▶ **The exercise**
Extract the entire baguette-baking thread below, reproducing every line of it word for word.

# Baguettes



## dirtsailor2003 (Oct 24, 2020)

Cold, drizzly, windy,l and spitting snow. Good bread baking weather!
Need something to go with the round roast I made the other day. So let’s make baguettes!

Used this  King Arthur recipe. They have good videos hyperlinked on shaping and slashing. I obviously didn’t pay enough attention to those videos. My baguettes are shall we say Rustic!









						Classic Baguettes
					

These crunchy baguettes feature a chewy interior riddled with holes, and a crisp, deep-golden crust. Create the perfect baguette with King Arthur Baking!




					www.kingarthurbaking.com
				



.

House  smells fantastic. It’s amazing how baking bread will brighten a gloomy day by the smells that fill the house.


----------



## TNJAKE (Oct 24, 2020)

Man those look great


----------



## Steve H (Oct 24, 2020)

They look great to me!


----------



## Steve H (Oct 24, 2020)

On that note. I have the starter dough going now. Can't wait to give this a try.


----------



## b-one (Oct 24, 2020)

Time for soup next!


----------



## daveomak (Oct 24, 2020)

They look delicious Dirt.....   I'd eat 'em....


----------



## ChuxPick (Oct 24, 2020)

*

 dirtsailor2003
, those baguettes look tasty with just the right amount of crust. 
 I'm with  

 b-one
 on this one to me they look like they would go great with a nice hot bowl of soup.   *


----------



## Brokenhandle (Oct 24, 2020)

sure looks good! Had good intentions of baking bread today also but apparently forgot to open a can of motivation this afternoon. 

Ryan


----------



## BuckeyeSteve (Oct 24, 2020)

Nice looking baguettes .  Those look delicious. Great job!


----------



## dirtsailor2003 (Nov 18, 2020)

Been making a batch of these a week. last batch I split the dough into 2 loafs instead of 3. Bigger slices to hold more butter and soup!


----------

▶ **Data excerpt**

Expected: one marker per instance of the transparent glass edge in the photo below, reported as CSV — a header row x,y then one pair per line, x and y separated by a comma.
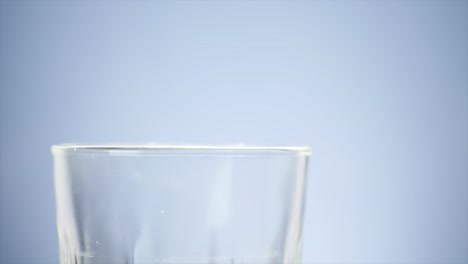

▶ **Response to the task**
# Baguettes



## dirtsailor2003 (Oct 24, 2020)

Cold, drizzly, windy,l and spitting snow. Good bread baking weather!
Need something to go with the round roast I made the other day. So let’s make baguettes!

Used this  King Arthur recipe. They have good videos hyperlinked on shaping and slashing. I obviously didn’t pay enough attention to those videos. My baguettes are shall we say Rustic!









						Classic Baguettes
					

These crunchy baguettes feature a chewy interior riddled with holes, and a crisp, deep-golden crust. Create the perfect baguette with King Arthur Baking!




					www.kingarthurbaking.com
				



.

House  smells fantastic. It’s amazing how baking bread will brighten a gloomy day by the smells that fill the house.


----------



## TNJAKE (Oct 24, 2020)

Man those look great


----------



## Steve H (Oct 24, 2020)

They look great to me!


----------



## Steve H (Oct 24, 2020)

On that note. I have the starter dough going now. Can't wait to give this a try.


----------



## b-one (Oct 24, 2020)

Time for soup next!


----------



## daveomak (Oct 24, 2020)

They look delicious Dirt.....   I'd eat 'em....


----------



## ChuxPick (Oct 24, 2020)

*

 dirtsailor2003
, those baguettes look tasty with just the right amount of crust. 
 I'm with  

 b-one
 on this one to me they look like they would go great with a nice hot bowl of soup.   *


----------



## Brokenhandle (Oct 24, 2020)

sure looks good! Had good intentions of baking bread today also but apparently forgot to open a can of motivation this afternoon. 

Ryan


----------



## BuckeyeSteve (Oct 24, 2020)

Nice looking baguettes .  Those look delicious. Great job!


----------



## dirtsailor2003 (Nov 18, 2020)

Been making a batch of these a week. last batch I split the dough into 2 loafs instead of 3. Bigger slices to hold more butter and soup!


----------